**Try it**. The records below should be set down in full, please, without any change.

━━━━━━

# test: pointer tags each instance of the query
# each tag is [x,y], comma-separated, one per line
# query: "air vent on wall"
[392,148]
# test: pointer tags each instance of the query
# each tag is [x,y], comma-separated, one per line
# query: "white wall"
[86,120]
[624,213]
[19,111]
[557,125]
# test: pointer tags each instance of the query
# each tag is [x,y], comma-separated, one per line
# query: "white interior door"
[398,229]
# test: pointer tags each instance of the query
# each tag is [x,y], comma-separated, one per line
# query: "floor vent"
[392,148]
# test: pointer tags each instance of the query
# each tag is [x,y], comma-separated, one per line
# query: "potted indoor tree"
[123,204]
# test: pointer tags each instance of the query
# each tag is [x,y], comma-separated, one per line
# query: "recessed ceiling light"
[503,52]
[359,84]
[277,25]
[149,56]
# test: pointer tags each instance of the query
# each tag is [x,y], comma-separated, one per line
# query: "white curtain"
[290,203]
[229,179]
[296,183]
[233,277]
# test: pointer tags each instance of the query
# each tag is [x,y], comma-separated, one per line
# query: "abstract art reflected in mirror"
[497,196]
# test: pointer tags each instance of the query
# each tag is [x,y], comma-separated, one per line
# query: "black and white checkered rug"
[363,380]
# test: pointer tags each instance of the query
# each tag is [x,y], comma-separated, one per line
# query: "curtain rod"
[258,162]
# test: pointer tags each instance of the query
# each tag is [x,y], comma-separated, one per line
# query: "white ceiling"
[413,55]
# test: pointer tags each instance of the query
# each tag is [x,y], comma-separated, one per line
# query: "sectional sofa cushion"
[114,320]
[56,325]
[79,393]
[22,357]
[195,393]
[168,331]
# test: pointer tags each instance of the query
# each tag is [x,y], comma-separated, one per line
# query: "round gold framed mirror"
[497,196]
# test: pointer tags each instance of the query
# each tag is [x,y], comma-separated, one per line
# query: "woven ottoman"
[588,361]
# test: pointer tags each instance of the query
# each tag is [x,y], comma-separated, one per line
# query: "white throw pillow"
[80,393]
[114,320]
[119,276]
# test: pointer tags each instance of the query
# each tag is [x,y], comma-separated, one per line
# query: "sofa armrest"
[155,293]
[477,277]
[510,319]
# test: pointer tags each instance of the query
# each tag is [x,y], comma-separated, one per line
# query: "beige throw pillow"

━━━━━━

**Solution for this task**.
# test: pointer tags each instance of the query
# each tag is [x,y], comma-separated, one per line
# query: "air vent on wall"
[392,148]
# test: pointer tags each instance of the query
# each tag is [x,y], comma-separated, one per line
# query: "white wall"
[86,120]
[624,213]
[19,111]
[557,125]
# test: pointer tags each instance of the query
# each tag is [x,y], comma-separated, one per line
# query: "white interior door"
[398,229]
# test: pointer tags each instance of the query
# each tag is [x,y], comma-separated, one per line
# query: "floor vent"
[392,148]
# test: pointer tags each instance of the query
# each tag is [x,y], comma-separated, one per line
# query: "potted indoor tree"
[123,204]
# test: pointer tags each instance of the query
# each tag is [x,y], comma-separated, one per line
# query: "recessed ceiling light"
[503,52]
[359,84]
[277,25]
[149,56]
# test: pointer tags each instance of the query
# each tag is [x,y], comma-separated, one per line
# query: "white curtain"
[290,203]
[229,179]
[296,183]
[233,277]
# test: pointer tags each instance of the query
# each tag is [x,y], comma-separated, one per line
# query: "abstract art reflected in mirror"
[497,196]
# test: pointer tags each instance of the query
# each tag is [x,y], comma-separated, one per line
# query: "black and white checkered rug"
[363,380]
# test: pointer tags each instance of the query
# each tag is [x,y], comma-separated, one per line
# query: "curtain rod"
[258,162]
# test: pointer tags each instance of the query
# each tag is [x,y], comma-separated, one per line
# query: "white ceiling"
[413,55]
# test: pointer tags each instance of the query
# each tag is [x,y], comma-separated, one per line
# query: "sectional sofa cushion"
[114,320]
[56,325]
[79,393]
[22,357]
[195,393]
[168,331]
# test: pointer tags each instance of the query
# each tag is [x,y], comma-separated, one per line
# query: "round gold framed mirror"
[497,196]
# test: pointer tags each instance of the query
# each tag is [x,y], comma-separated, one per line
# query: "woven ottoman"
[588,361]
# test: pointer tags each instance of the query
# each tag is [x,y], comma-separated, one per line
# query: "white throw pillow"
[80,393]
[114,320]
[119,276]
# test: pointer tags each instance of the query
# each tag is [x,y], comma-separated, one per line
# query: "sofa armrest"
[155,293]
[477,277]
[510,319]
# test: pointer tags each instance of the query
# each tag is [x,y], comma-separated, one per line
# query: "beige throw pillow"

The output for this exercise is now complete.